[What you should do]: State the number of lines in the listing that contain "below". No further words are expected.

[Input data]:

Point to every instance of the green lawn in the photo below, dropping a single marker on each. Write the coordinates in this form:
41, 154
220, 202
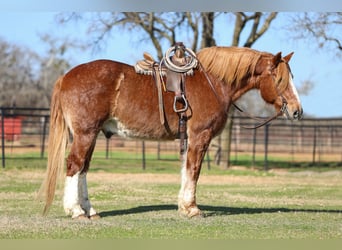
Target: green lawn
240, 203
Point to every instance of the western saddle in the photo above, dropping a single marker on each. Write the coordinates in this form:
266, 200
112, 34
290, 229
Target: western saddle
174, 67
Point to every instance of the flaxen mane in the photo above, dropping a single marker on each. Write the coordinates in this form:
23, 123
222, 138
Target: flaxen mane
229, 64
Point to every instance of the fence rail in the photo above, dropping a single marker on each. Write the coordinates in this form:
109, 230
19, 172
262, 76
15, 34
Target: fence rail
314, 141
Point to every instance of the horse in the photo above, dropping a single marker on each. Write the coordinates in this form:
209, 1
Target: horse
109, 96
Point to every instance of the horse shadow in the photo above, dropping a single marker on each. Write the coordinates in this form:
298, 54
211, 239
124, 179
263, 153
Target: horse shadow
214, 210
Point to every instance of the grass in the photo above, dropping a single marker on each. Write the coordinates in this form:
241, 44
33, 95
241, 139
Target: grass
240, 203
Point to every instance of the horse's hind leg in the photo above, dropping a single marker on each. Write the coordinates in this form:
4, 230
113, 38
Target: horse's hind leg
191, 169
83, 187
75, 201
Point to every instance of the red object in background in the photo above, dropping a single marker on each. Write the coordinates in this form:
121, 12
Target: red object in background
12, 128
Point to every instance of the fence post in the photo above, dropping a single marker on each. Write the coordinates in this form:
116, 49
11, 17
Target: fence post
143, 155
254, 146
266, 148
314, 146
3, 137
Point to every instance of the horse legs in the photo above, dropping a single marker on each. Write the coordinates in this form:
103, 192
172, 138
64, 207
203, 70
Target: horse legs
190, 173
76, 202
83, 187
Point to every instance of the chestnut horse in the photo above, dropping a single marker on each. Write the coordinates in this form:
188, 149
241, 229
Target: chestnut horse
110, 96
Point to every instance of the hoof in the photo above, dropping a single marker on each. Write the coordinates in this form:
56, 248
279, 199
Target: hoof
192, 212
95, 217
81, 217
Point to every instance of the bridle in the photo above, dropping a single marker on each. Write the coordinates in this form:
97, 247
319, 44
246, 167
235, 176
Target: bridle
263, 122
283, 110
195, 62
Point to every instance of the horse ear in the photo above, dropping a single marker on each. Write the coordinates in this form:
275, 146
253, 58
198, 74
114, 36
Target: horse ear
276, 59
288, 57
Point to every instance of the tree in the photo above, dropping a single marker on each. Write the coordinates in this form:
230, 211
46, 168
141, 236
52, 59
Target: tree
323, 27
26, 78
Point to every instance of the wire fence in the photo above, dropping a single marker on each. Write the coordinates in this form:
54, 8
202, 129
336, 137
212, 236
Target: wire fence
312, 142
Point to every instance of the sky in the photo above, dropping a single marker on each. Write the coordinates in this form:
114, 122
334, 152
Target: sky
308, 63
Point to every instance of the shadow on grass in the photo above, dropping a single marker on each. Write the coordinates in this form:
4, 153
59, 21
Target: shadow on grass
215, 210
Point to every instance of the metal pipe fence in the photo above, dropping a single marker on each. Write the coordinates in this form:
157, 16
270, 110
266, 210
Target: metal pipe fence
24, 133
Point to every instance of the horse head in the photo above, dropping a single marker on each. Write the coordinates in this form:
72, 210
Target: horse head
277, 87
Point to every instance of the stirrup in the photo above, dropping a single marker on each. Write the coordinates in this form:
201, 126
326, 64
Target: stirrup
180, 98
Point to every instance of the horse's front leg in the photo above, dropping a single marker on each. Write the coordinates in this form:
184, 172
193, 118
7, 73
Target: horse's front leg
191, 169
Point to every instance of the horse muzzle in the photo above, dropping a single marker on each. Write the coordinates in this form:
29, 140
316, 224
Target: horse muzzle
297, 114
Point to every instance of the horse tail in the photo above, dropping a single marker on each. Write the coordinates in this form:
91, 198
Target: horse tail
58, 139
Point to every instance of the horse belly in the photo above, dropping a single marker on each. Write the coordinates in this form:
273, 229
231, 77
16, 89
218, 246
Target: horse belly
114, 127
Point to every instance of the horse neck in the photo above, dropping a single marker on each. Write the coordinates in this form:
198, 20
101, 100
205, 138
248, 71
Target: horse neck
247, 85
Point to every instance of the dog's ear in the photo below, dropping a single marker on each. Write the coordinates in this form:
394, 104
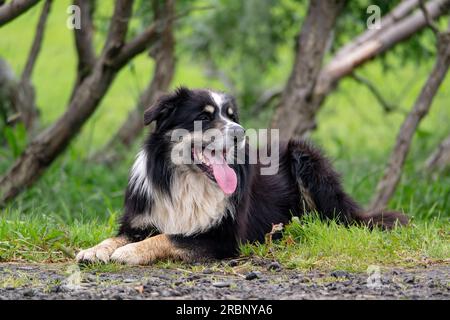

[Reply]: 2